Objective: Output each line exactly as it appears, skipping any embedded picture.

Object location annotation data:
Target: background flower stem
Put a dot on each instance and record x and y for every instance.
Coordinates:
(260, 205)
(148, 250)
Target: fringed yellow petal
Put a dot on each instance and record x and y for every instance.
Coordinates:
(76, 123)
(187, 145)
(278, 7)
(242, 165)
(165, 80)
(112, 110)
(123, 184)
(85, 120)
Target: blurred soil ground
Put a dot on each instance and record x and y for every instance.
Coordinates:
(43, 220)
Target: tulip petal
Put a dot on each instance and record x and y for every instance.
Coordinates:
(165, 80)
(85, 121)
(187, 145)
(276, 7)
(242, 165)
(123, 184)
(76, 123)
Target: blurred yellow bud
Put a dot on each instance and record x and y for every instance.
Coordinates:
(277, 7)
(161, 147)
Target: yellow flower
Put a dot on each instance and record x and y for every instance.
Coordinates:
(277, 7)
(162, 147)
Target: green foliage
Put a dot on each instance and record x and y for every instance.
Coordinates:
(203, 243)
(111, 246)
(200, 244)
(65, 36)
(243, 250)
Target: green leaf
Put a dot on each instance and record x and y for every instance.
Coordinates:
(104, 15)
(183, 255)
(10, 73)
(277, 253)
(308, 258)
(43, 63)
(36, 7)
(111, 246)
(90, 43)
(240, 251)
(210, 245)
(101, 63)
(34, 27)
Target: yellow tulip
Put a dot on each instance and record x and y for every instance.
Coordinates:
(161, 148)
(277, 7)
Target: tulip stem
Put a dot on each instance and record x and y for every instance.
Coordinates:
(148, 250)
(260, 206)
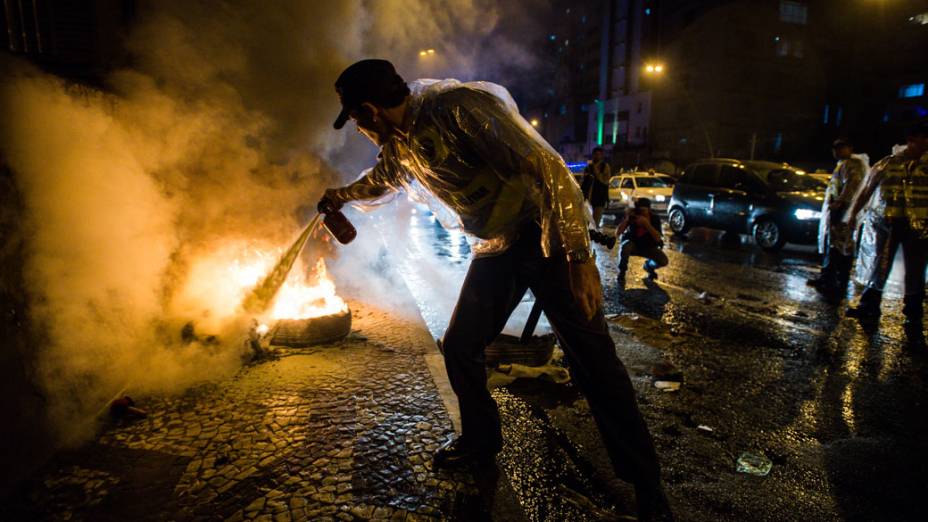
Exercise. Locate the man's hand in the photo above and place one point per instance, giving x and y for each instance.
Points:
(586, 287)
(330, 202)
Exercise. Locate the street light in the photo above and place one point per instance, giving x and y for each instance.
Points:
(657, 69)
(654, 68)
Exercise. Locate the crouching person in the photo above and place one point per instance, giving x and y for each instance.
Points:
(641, 236)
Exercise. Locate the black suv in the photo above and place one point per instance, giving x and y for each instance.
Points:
(774, 202)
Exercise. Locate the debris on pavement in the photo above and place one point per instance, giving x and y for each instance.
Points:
(754, 464)
(507, 373)
(125, 407)
(665, 371)
(667, 386)
(583, 502)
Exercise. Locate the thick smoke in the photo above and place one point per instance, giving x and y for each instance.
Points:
(218, 137)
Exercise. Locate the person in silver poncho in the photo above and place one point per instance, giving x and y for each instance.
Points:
(466, 149)
(896, 190)
(836, 240)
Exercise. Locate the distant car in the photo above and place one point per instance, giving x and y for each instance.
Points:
(774, 202)
(576, 170)
(626, 187)
(821, 175)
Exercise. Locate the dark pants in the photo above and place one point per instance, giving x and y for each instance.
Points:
(656, 257)
(493, 287)
(889, 235)
(836, 269)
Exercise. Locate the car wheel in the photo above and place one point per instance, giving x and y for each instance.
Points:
(678, 222)
(767, 235)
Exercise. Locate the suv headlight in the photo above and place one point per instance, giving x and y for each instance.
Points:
(806, 214)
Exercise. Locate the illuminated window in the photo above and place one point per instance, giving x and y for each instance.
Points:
(912, 90)
(919, 19)
(793, 12)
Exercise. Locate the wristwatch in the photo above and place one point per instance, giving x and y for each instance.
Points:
(581, 255)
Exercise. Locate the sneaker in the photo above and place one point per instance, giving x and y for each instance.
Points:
(652, 273)
(457, 452)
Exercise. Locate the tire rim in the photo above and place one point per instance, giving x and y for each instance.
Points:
(767, 234)
(676, 220)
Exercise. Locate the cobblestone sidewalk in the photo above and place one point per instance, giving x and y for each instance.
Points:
(339, 432)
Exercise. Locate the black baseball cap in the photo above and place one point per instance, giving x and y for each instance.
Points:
(372, 81)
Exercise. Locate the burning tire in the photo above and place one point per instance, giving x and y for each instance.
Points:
(311, 331)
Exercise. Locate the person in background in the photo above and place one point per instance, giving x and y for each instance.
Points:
(836, 238)
(641, 236)
(596, 184)
(901, 184)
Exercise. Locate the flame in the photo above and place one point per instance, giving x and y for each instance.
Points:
(217, 284)
(298, 299)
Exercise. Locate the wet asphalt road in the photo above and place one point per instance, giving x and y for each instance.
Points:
(768, 367)
(344, 432)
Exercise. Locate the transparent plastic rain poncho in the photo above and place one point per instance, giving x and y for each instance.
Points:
(480, 167)
(843, 185)
(871, 217)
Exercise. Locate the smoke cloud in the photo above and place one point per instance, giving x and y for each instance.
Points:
(217, 140)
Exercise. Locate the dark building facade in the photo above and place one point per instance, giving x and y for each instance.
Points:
(670, 81)
(76, 39)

Exercise solution:
Target: background flower stem
Put a dot on each instance and record x and y for every instance.
Coordinates:
(260, 205)
(148, 250)
Target: fringed yellow petal
Put a dot on each instance and record x and y for every instance.
Coordinates:
(76, 123)
(187, 145)
(278, 7)
(242, 165)
(165, 80)
(112, 110)
(123, 184)
(85, 120)
Target: blurred soil ground
Put a dot on each instance and record x and y for every instance.
Coordinates:
(43, 220)
Target: tulip petal
Put a dot on each instance and record x and y for every instance.
Coordinates:
(165, 80)
(85, 121)
(187, 145)
(276, 7)
(242, 165)
(123, 184)
(76, 123)
Target: blurred yellow bud
Put a dot on each instance and record x and y for every instance.
Coordinates:
(277, 7)
(161, 147)
Target: yellow flower
Put a dot on each instance and record x and y for every instance.
Coordinates:
(277, 7)
(162, 147)
Target: green foliage
Put a dot on each instance and record x and y for every instance.
Coordinates:
(203, 243)
(111, 246)
(200, 244)
(65, 36)
(243, 250)
Target: green leaf
Put a dot on each instance and record x and y for every instance.
Coordinates:
(104, 15)
(183, 255)
(10, 73)
(277, 253)
(308, 258)
(43, 63)
(36, 7)
(111, 246)
(90, 43)
(240, 251)
(210, 245)
(101, 63)
(34, 27)
Target: yellow tulip
Put a dot on each instance and record x and y for every instance.
Coordinates:
(161, 148)
(277, 7)
Target: tulip stem
Put a dot on each instance and record x and y for every instance.
Coordinates:
(148, 250)
(260, 206)
Exercise. Locate the man's hand in the photo above and place one point per instance, giving x and y for each instance.
Points:
(586, 287)
(330, 202)
Exercise. Locate the street light in the photo above and place one point per instance, giving x and y for each instance.
Points:
(657, 69)
(654, 68)
Exercise. Locate the crouching person in the photo above and place one point per instance, giving x and y for each instance.
Points:
(641, 236)
Exercise. Locate the black suv in the photo above and place one point per instance, giving x and y for each instance.
Points:
(774, 202)
Exercise. Locate the debris on pavement in the photo above and place one point per instance, giving x and y for each instance.
Points:
(754, 464)
(507, 373)
(125, 407)
(665, 371)
(667, 386)
(583, 502)
Exercise. Locate the thick smoke in the photo above and place one point per instance, giving x and y for each instance.
Points:
(218, 137)
Exercise. Locate the person in silver poncho in the photo above and place one point per instance, giving x and y for each instance.
Points:
(466, 149)
(896, 190)
(836, 240)
Exercise. Locate the distant car in the photo above and place one point per instance, giving x and y for each instance.
Points:
(774, 202)
(576, 170)
(626, 187)
(821, 175)
Exercise. Locate the dark pants in the photo above and place one point per instance, giving x and y for each instance.
Points:
(656, 257)
(493, 287)
(889, 235)
(836, 269)
Exercise. Locate the car wheel in the photo above and place one point per instance, giving x and y for each instance.
Points:
(678, 222)
(767, 235)
Exercise. Locate the suv headlight in the photo above and place one point per instance, giving x and y for each instance.
Points:
(806, 214)
Exercise. Locate the illuminated window in the photo above and place one point per instance, giving x and y for each instance.
Points:
(912, 90)
(919, 19)
(793, 12)
Exercise. Locate the wristwatch in the photo above and place one point per instance, giving x and y for each instance.
Points:
(581, 255)
Exercise. Locate the sneaker in the photo above and place one point per instance, giving x and y for each instance.
Points:
(652, 273)
(457, 452)
Exercise. Locate the tire rim in the photo above and place one point per instance, giving x and y for each instance.
Points:
(767, 234)
(676, 220)
Exercise. Locate the cobblestone sidewalk in the photo above and place one point per instance, giving x and y for each instance.
Points:
(339, 432)
Exercise. Locate the black baseball cap in the photo above and place one point per instance, giving x and y for each instance.
Points:
(372, 81)
Exercise. Locate the burning tire in the photo above and place one point per instance, giving x and y for each instance.
Points:
(311, 331)
Exercise. Locate the person in background in the photo above and place one point per instance, giving x and y for each instance.
Points:
(836, 238)
(641, 236)
(596, 184)
(901, 184)
Exercise. Locate the flame in the photo above and place one point per instance, giving x and y for each instance.
Points:
(217, 284)
(298, 299)
Exercise. Locate the wet asphalt road in the photo above and place one point per instance, giving x and y for each instance.
Points:
(768, 367)
(344, 432)
Exercise. Locate the transparent plastic rain poncho in the photo above and place one point per instance, giving x and y for each instance.
Points:
(480, 167)
(843, 185)
(871, 217)
Exercise. Locate the smoke cloud in the photo above and place one point per instance, giving x and y for each instance.
Points:
(217, 140)
Exercise. Locate the dark building facade in the photo above and place one point per instance, giving x and y for each instance.
Points:
(670, 81)
(76, 39)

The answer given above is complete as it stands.